● **Description of the task**
Please reproduce, exactly and in full, the lines running from the one that contains "the brown speckled" to the end of the entries.

** Opening Data for review block **

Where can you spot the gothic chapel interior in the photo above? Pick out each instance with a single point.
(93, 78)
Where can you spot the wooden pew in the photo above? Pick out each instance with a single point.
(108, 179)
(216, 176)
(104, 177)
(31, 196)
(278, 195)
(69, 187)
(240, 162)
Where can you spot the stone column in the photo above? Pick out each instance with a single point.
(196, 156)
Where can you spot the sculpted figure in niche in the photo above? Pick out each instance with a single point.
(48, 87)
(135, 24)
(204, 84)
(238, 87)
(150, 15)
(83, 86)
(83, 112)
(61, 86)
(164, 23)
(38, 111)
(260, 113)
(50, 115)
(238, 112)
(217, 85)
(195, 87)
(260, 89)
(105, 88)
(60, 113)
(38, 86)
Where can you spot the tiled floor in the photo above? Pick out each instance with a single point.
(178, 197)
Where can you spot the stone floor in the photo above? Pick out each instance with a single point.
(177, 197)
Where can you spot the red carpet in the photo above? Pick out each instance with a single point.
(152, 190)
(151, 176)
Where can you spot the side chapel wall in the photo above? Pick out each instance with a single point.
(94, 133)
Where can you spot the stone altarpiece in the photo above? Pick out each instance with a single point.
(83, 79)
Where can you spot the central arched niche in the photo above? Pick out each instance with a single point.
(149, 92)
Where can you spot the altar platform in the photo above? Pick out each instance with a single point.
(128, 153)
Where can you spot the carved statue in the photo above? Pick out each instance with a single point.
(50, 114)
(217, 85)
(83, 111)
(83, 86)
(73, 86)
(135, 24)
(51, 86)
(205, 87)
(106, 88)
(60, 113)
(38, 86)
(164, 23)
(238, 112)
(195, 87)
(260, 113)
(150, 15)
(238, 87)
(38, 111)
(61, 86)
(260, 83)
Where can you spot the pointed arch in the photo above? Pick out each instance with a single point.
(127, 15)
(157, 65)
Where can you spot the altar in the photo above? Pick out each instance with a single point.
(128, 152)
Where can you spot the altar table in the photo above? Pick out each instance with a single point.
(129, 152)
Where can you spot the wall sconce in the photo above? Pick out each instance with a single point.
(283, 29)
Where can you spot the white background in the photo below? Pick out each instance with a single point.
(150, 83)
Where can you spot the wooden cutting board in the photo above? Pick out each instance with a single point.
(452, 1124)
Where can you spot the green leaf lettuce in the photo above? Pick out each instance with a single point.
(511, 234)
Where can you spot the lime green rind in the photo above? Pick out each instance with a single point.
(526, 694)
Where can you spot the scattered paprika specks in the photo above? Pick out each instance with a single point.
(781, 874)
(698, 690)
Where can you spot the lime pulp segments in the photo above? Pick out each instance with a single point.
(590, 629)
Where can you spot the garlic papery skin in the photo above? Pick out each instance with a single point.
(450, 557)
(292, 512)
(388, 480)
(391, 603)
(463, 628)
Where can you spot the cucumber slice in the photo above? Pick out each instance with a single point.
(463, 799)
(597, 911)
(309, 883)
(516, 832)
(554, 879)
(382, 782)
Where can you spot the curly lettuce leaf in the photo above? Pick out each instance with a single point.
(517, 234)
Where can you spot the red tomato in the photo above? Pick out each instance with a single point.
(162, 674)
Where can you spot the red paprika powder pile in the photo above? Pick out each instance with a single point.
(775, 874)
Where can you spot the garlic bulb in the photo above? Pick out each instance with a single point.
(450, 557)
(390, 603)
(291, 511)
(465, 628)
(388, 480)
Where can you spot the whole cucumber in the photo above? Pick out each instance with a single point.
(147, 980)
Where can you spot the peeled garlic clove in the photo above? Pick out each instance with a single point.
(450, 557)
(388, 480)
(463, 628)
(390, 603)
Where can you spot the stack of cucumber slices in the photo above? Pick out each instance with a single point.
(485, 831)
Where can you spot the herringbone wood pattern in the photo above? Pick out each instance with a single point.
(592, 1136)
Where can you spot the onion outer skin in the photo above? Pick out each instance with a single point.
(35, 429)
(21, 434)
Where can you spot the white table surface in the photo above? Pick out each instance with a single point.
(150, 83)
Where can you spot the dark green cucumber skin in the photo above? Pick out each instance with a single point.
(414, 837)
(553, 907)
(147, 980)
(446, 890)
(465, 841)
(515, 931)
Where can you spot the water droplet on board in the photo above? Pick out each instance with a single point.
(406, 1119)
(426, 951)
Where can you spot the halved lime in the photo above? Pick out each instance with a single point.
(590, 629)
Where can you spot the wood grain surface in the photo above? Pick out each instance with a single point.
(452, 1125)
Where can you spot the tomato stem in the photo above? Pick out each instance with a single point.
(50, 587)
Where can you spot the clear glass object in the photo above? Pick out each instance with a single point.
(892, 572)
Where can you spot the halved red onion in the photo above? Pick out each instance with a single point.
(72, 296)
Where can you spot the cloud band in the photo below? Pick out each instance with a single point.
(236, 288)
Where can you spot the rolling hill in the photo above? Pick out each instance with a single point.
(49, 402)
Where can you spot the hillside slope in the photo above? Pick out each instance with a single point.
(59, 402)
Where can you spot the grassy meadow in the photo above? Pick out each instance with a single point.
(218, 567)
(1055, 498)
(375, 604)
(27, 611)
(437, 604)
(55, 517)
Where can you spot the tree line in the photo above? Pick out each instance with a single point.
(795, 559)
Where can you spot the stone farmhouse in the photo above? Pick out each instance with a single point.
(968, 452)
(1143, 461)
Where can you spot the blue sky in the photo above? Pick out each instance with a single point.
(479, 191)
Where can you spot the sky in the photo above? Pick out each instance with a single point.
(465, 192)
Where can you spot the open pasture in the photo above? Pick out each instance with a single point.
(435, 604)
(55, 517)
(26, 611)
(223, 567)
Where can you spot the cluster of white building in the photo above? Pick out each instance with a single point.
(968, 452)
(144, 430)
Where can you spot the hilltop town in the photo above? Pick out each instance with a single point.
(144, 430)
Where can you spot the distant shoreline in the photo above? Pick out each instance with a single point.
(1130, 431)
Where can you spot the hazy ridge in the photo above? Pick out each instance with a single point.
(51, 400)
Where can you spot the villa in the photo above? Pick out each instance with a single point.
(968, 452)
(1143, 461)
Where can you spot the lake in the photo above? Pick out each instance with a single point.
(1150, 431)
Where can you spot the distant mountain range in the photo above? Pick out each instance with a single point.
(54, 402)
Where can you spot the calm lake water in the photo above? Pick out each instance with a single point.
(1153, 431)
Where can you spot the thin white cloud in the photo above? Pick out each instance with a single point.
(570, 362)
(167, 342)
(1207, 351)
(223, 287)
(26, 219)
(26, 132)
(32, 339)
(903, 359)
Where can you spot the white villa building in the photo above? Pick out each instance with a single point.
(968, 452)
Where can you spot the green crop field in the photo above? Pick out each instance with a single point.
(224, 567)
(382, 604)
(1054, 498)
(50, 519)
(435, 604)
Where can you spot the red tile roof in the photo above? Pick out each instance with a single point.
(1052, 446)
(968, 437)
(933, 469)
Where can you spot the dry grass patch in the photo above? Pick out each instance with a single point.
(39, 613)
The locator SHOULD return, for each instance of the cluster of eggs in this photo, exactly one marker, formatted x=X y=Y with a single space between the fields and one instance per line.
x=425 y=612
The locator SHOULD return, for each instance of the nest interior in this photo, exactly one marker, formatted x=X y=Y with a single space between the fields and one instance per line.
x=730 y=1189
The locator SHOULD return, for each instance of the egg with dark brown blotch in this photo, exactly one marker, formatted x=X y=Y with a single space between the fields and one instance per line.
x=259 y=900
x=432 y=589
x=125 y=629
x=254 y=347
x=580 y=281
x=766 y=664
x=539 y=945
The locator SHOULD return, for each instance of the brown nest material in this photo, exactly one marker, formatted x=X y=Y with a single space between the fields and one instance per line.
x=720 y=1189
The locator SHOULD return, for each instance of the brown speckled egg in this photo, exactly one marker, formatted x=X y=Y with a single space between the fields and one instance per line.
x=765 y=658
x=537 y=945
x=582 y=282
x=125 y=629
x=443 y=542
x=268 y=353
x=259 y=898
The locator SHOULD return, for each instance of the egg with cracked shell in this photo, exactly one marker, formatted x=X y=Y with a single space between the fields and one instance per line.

** Closing Data for review block **

● **Answer to the exercise**
The locator SHOULD return, for each instance of the brown speckled egg in this photo, exactly one marker, formatted x=X y=Y with a single space between the fields and one instance per line.
x=765 y=658
x=537 y=945
x=582 y=282
x=125 y=629
x=443 y=542
x=268 y=353
x=259 y=898
The locator SHOULD return, for each instance of the egg with cracked shell in this photo, exactly one marker, formatted x=X y=Y with a single space between the fields and one instance per line.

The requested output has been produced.